→ Provided data
-- Start --

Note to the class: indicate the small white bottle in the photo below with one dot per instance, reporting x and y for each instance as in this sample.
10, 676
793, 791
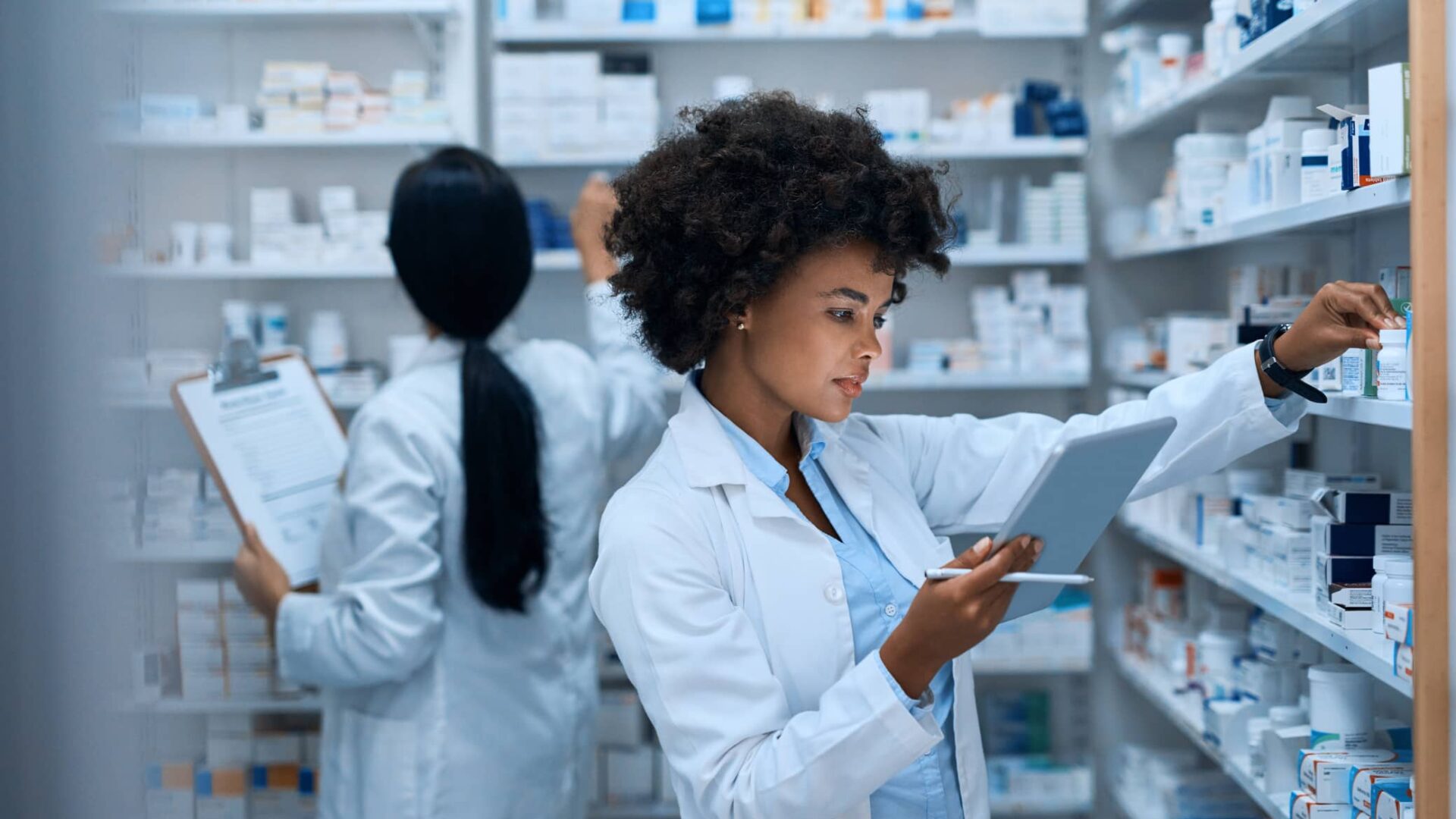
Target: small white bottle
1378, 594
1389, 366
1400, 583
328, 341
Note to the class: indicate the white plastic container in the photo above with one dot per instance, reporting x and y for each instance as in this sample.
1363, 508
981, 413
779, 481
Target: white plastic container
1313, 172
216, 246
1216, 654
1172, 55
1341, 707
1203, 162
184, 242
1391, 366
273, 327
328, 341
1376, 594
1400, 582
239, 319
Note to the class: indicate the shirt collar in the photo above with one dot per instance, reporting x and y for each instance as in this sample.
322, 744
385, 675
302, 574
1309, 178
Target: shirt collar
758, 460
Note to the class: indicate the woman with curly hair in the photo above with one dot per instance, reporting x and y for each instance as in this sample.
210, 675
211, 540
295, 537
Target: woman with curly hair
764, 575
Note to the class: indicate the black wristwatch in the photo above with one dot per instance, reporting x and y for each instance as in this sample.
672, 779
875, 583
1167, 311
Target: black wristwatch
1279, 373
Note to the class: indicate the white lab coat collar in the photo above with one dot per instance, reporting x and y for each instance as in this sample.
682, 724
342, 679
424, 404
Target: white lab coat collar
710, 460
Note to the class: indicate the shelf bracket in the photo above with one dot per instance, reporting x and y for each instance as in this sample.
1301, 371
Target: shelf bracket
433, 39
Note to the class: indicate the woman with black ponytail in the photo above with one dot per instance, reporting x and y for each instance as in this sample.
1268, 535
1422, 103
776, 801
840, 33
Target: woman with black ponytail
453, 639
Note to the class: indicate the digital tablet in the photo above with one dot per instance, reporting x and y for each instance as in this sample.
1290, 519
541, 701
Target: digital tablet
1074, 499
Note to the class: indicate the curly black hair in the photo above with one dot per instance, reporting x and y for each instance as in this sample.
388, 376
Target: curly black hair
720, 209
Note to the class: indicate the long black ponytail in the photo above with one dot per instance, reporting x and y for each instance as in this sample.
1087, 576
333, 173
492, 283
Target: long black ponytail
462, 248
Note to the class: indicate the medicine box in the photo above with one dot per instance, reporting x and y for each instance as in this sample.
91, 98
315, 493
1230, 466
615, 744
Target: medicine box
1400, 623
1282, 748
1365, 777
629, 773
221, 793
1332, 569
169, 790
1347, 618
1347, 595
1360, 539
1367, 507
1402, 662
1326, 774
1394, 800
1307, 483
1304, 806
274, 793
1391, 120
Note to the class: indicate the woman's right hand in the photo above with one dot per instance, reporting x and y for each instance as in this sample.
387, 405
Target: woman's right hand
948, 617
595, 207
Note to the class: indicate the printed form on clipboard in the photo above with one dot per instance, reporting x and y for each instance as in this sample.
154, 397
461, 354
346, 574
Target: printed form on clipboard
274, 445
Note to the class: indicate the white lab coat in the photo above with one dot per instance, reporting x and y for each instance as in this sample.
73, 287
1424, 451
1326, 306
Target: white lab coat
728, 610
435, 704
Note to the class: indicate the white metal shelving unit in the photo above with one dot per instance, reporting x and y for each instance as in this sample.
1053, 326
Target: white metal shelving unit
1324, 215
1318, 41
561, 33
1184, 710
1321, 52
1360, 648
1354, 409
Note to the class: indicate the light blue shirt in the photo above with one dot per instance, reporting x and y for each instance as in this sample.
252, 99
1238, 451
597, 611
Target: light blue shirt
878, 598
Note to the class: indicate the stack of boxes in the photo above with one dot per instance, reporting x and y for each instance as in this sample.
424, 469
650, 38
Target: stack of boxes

-- End --

→ Directions for this task
Reproduce the material above in full, exactly, with no images.

→ Task answer
Note to the class: indicate the small white bottle in the photo below with one dot per instance, reporting x and y for each instance as in this sample.
10, 676
793, 791
Target: small white bottle
1378, 594
1389, 366
1400, 583
328, 341
Note to the class: indicate the white plastic container in the photo above with one dot per instance, reporting x and y for each instance as in this sample.
1363, 508
981, 413
779, 481
Target: white plastic container
1313, 172
216, 246
1216, 654
1172, 55
1341, 707
1203, 162
184, 242
1391, 366
273, 327
328, 341
1376, 594
1400, 582
239, 319
Note to the class: indicate the shirt collar in the photo above with one dot per instance, reporting x and y for each instance as in this sample.
322, 744
385, 675
302, 574
1309, 178
Target: shirt collar
758, 460
Note to the class: indicate the woman with curly hair in the photo above with one dot per instance, reporting x and y for each instance as in this sample.
210, 675
211, 540
295, 537
Target: woman with curly hair
764, 575
Note to the class: indicate the black wristwatch in the photo above with one dot per instance, reporting x and y for each instance as in this sample.
672, 779
875, 583
1167, 311
Target: black wristwatch
1279, 373
Note to the class: indicate the white lab coat collar in the photo above with one dot per instance, reporting x and y for each instance as in this sample.
682, 724
342, 679
424, 404
Target: white lab coat collar
710, 460
Note to the class: indicate the shelf bracket in the photo above with one dot per instance, reporting x and y for each instance as in this sample.
1301, 371
Target: shelf bracket
433, 39
Note to the class: indicate the woman with black ponytail in the photo above with one dot per instance, reporting x and y for each instance as in this sample.
1268, 535
1422, 103
776, 801
840, 33
Target: woman with black ponytail
453, 639
Note to the class: indicate the digital tablet in the photo above with one dot per instance, reporting x and y for each instance as in this sample.
1290, 519
541, 701
Target: digital tablet
1074, 499
Note to the class: indicate the curly black hair in the photo above with one dot per instance, reporting x and y for each instance as in this sample.
388, 376
Target: curly black hair
720, 209
Note to the class: indicate the long black ponytail in the photo above with one dot per instance, reporting x and y for each instance as in this sample.
1087, 576
333, 173
492, 283
Target: long black ponytail
462, 248
Note to the class: indicate the medicine box in the photo above with one dot per instance, reporting x and y for each instance as in this sample.
91, 98
315, 493
1230, 466
615, 744
Target: medicine box
1400, 623
1282, 748
1365, 777
629, 773
221, 793
1332, 569
169, 790
1347, 618
1347, 595
1360, 539
1367, 507
1402, 662
1326, 774
1394, 800
1307, 483
1304, 806
274, 793
1391, 120
Note to the class: indicate the woman's right hand in the photo above with one dot per instance, reporting x and y for each instance as in this sample.
387, 405
Target: woman's right hand
948, 617
595, 207
Note to the class: indicate the printed form on clipboard in the photo above with one dot per instance, reporting x and y for each instance as in this sample.
154, 397
461, 354
346, 574
Target: printed form on clipboard
274, 445
Note to the class: indicate the white lab coat in the photo above with one dot per instance, reporting x and y for each instance as in this sample.
73, 287
1424, 451
1326, 306
Target: white lab coat
728, 610
435, 704
Note to the class: indicate the white metal shelving unit in the photo above with one dot per instance, reporting x and y for each instance as in this sample.
1053, 326
Target: white metal shelving unit
1324, 215
1318, 41
561, 33
1184, 710
1321, 52
1360, 648
1354, 409
Note to the class: indicate the light blue shirt in the photo above with one dot per instance, reporting x and y for each instance as in this sample.
252, 99
1238, 451
597, 611
Target: light blue shirt
878, 598
Note to the class: indicate the stack of boxes in the photo above with one dot per instance, reporting x and y for each instance as in this sample.
424, 469
650, 38
Target: stack of boxes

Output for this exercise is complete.